Authors: Sydney Larsen
Mentors: Joshua Steffen
Insitution: University of Utah
Pollen preserves are crucial to maintaining Apis mellifera’s hive health. This pollen provides bees with a source of protein, amino acids, lipids, and other nutrients that are vital for larvae development (Dharampal et. Al, 2019). In addition to providing these essential nutrients, bee collected pollen also provides the hive with an excellent source of external pollen-borne microorganisms. These microbes provide a variety of benefits including serving as a major dietary requirement for larvae, assisting in biochemical processes such as bee bread fermentation, and assisting in bee resistance to pathogens (Gilliam, 1997).

====================

• **What you need to do**
**a.** List each benefit that the passage on honeybee pollen says pollen-borne microbes provide.
**b.** Carry on the passage on honeybee pollen from its last sentence.

• **Dataset excerpt**

====================

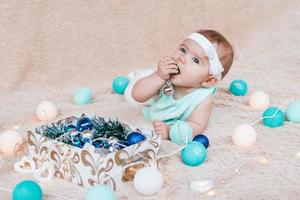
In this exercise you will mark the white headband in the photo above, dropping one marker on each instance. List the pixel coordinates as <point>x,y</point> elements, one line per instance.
<point>215,66</point>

====================

• **Exercise results**
**a.**
- Serving as a major dietary requirement for larvae
- Assisting in biochemical processes such as bee bread fermentation
- Assisting in bee resistance to pathogens

**b.**
Despite the importance that these organisms play on bee health, there is currently little research on how the microbial composition of bee foraged pollen changes throughout the foraging season in response to abiotic and biotic factors. Rapid advancements in DNA metabarcoding approaches and DNA sequencing technologies have made the assessment of hive level foraging patterns easily accessible. We attempt to leverage the benefits of these new approaches to characterize how microbial composition in pollen provisions changes in relation to shifts in foraging preferences. Here we describe general patterns plant foraging behaviors for two hives across a single foraging season. In addition, we describe the variability of microbial diversity associated with pollen across this same time frame. Our initial description plant and microbial communities present in pollen provisions suggest that pollinator foraging preferences play a significant role in pollen associated microbial communities.
This will allow for further research into how the presence of specific beneficial microbes is affected by changes in climate, floral availability, pathogen presence, etc..
References
Dharampal, P. S., Carlson, C., Currie, C. R., & Steffan, S. A. (2019). Pollen-borne microbes shape bee fitness. Proceedings of the Royal Society B, 286(1904), 20182894.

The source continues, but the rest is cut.